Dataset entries
━━━━

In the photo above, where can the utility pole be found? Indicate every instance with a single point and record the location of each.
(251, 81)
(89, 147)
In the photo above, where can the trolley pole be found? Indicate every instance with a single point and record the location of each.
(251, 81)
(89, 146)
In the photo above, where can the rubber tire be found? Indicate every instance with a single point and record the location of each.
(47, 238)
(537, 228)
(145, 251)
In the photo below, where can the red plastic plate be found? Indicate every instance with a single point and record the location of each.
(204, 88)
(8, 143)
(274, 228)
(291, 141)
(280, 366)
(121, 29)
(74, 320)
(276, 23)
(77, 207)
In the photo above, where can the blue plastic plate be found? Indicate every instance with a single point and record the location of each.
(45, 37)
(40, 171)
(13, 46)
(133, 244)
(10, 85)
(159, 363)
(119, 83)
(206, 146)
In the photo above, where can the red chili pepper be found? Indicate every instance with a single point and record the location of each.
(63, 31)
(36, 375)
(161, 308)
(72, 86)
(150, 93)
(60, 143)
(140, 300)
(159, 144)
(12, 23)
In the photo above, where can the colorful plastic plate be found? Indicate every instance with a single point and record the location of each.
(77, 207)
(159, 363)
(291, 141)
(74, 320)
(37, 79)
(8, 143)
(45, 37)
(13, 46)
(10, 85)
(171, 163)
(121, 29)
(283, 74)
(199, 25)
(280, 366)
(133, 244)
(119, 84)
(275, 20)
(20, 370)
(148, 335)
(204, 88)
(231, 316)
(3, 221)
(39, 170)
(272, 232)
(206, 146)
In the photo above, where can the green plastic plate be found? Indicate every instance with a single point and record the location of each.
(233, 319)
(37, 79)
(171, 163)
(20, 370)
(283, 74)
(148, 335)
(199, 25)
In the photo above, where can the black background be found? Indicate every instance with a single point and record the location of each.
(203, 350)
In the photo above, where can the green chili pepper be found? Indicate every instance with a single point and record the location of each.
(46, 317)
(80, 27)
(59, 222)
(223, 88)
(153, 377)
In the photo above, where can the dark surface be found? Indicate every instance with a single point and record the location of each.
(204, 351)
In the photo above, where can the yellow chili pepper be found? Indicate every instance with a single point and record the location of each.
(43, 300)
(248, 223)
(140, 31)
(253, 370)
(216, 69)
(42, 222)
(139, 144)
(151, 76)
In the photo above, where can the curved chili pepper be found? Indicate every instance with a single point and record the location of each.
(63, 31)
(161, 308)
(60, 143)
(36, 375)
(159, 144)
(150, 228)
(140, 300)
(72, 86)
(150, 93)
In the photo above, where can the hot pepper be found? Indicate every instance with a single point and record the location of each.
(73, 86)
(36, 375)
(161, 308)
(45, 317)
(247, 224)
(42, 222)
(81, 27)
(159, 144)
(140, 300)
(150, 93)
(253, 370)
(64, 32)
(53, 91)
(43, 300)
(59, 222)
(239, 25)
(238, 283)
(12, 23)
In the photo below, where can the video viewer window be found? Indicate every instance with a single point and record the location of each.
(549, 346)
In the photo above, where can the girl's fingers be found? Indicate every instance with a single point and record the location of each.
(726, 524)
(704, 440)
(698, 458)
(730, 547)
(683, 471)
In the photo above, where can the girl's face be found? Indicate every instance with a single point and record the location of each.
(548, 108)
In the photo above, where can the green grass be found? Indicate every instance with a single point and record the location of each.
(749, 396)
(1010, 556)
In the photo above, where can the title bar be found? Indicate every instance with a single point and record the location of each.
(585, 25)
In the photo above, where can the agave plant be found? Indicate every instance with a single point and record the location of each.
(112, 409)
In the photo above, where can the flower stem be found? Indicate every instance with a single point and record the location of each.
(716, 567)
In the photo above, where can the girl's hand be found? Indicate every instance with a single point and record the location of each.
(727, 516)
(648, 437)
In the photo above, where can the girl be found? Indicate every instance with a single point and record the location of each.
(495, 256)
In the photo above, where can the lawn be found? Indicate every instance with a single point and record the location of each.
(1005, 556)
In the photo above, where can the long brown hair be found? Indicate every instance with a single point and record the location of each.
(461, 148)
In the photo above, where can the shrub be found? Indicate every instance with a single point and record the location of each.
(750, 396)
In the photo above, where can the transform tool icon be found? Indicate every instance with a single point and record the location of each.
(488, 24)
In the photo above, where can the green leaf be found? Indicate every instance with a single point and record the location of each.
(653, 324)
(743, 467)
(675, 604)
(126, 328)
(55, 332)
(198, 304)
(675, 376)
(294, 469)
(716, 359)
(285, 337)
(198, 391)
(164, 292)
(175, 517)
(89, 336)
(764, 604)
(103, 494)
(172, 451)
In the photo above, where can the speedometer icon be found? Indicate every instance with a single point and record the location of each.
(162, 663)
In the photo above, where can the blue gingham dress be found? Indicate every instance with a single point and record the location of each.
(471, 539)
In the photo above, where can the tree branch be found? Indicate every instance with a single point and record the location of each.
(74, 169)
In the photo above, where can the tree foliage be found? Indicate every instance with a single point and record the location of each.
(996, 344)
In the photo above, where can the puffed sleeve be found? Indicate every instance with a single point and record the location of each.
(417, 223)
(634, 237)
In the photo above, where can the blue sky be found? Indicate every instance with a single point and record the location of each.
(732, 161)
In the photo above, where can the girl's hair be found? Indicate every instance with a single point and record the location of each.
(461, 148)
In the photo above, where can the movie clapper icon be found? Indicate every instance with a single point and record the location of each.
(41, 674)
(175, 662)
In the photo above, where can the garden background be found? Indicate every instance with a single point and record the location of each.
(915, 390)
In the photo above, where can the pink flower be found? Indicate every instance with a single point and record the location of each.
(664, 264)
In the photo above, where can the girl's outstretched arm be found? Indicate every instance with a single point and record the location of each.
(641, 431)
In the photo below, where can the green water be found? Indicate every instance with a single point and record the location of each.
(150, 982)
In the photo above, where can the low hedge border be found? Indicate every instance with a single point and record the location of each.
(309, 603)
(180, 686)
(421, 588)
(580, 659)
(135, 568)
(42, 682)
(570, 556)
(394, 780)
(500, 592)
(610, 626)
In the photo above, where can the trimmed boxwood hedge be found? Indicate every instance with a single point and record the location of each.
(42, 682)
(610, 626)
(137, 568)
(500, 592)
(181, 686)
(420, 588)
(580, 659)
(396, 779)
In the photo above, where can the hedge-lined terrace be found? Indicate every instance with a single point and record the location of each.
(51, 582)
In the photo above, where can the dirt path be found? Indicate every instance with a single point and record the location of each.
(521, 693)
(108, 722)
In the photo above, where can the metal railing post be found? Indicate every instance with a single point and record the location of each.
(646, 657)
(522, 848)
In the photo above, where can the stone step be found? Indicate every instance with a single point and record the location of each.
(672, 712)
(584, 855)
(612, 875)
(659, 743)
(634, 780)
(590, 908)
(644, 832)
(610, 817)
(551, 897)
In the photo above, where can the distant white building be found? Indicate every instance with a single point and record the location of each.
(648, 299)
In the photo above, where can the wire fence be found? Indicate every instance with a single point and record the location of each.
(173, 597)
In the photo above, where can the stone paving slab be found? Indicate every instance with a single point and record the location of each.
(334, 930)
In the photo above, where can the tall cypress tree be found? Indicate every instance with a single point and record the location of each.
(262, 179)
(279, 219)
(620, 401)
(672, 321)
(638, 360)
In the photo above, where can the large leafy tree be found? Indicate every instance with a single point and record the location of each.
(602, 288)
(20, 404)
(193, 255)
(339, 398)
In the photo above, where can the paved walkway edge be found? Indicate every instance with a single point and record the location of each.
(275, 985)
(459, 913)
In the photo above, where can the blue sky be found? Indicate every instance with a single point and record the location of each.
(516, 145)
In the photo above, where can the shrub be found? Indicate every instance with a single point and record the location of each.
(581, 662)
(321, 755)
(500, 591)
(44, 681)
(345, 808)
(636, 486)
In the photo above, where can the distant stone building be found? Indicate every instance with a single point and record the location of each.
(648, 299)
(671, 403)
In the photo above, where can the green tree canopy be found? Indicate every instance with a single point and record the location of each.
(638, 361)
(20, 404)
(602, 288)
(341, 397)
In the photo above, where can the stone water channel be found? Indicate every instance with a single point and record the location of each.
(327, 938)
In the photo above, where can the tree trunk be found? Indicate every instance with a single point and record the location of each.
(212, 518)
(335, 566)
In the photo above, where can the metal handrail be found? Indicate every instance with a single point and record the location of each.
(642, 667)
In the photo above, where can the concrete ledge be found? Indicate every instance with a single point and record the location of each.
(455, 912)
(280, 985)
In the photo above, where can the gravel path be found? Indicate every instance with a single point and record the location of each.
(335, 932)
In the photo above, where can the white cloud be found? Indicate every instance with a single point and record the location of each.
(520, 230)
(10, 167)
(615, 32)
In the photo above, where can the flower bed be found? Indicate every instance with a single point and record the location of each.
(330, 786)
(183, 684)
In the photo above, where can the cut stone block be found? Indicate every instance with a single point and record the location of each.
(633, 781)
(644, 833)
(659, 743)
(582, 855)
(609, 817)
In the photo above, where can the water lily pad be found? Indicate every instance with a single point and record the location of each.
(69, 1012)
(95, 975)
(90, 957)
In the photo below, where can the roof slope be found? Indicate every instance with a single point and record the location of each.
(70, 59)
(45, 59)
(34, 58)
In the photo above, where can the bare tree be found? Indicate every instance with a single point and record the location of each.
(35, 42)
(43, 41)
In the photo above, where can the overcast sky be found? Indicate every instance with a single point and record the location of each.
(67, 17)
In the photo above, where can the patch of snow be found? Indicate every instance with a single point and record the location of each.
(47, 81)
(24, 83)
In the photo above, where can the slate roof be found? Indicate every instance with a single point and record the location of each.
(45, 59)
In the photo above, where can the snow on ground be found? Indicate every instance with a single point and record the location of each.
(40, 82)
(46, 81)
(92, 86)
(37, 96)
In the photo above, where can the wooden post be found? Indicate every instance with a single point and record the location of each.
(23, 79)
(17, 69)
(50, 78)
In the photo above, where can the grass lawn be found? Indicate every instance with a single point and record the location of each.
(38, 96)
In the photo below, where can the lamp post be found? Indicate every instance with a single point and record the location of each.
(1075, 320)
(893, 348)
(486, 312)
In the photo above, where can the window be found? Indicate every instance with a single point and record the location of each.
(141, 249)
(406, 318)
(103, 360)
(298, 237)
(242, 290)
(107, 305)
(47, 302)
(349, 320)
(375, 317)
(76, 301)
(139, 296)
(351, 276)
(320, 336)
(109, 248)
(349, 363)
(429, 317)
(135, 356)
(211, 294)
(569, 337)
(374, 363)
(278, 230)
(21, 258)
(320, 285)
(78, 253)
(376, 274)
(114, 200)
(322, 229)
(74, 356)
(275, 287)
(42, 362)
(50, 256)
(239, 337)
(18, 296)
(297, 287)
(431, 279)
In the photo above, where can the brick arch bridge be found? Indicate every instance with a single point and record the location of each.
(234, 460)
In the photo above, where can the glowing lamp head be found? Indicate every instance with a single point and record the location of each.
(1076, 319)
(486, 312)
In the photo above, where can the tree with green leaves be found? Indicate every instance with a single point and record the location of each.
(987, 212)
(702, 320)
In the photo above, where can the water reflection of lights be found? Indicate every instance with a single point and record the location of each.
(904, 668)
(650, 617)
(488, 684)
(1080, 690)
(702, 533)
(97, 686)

━━━━

GIVEN PROBLEM =>
Convert the lines starting with the line that contains "In the photo above, where can the patch" and going on through the end of the records into a JSON list of strings, one string per line, with blank lines omitted.

WRITTEN SOLUTION =>
[
  "In the photo above, where can the patch of snow be found? Indicate every instance with a single point and record the location of each.",
  "(47, 81)",
  "(24, 83)",
  "In the photo above, where can the slate roof be found? Indicate every instance with a single point and record the location of each.",
  "(45, 59)",
  "In the photo above, where can the snow on ground be found? Indicate every instance with a single point and record the location of each.",
  "(40, 82)",
  "(46, 81)",
  "(92, 86)",
  "(37, 96)",
  "In the photo above, where can the wooden post be found? Indicate every instance with a single point and record the location of each.",
  "(23, 79)",
  "(17, 69)",
  "(50, 78)",
  "In the photo above, where can the grass lawn be found? Indicate every instance with a single point and record the location of each.",
  "(38, 96)",
  "In the photo below, where can the lamp post be found? Indicate every instance with a single point and record the location of each.",
  "(1075, 320)",
  "(893, 348)",
  "(486, 312)",
  "In the photo above, where can the window be found? Indicate every instance with a single point and record the location of each.",
  "(141, 249)",
  "(406, 318)",
  "(103, 360)",
  "(298, 237)",
  "(242, 290)",
  "(107, 305)",
  "(47, 302)",
  "(349, 320)",
  "(375, 317)",
  "(76, 301)",
  "(139, 296)",
  "(351, 276)",
  "(320, 336)",
  "(109, 248)",
  "(349, 363)",
  "(429, 317)",
  "(135, 356)",
  "(211, 294)",
  "(569, 337)",
  "(374, 363)",
  "(278, 230)",
  "(21, 258)",
  "(320, 285)",
  "(78, 253)",
  "(376, 274)",
  "(114, 200)",
  "(322, 229)",
  "(74, 356)",
  "(275, 287)",
  "(42, 362)",
  "(50, 256)",
  "(239, 337)",
  "(18, 296)",
  "(297, 287)",
  "(431, 279)",
  "In the photo above, where can the brick arch bridge be found? Indicate every instance with a single point and record the location of each.",
  "(234, 460)",
  "In the photo above, where can the glowing lamp head be found? Indicate every instance with a single point and record the location of each.",
  "(1076, 319)",
  "(486, 312)",
  "In the photo above, where can the tree with green leaves be found? Indicate every instance with a single point and record the location of each.",
  "(987, 212)",
  "(702, 320)",
  "In the photo above, where can the water reflection of lights be found? Indicate every instance with a single point and record the location of each.",
  "(904, 668)",
  "(650, 617)",
  "(488, 684)",
  "(1080, 690)",
  "(702, 533)",
  "(97, 686)"
]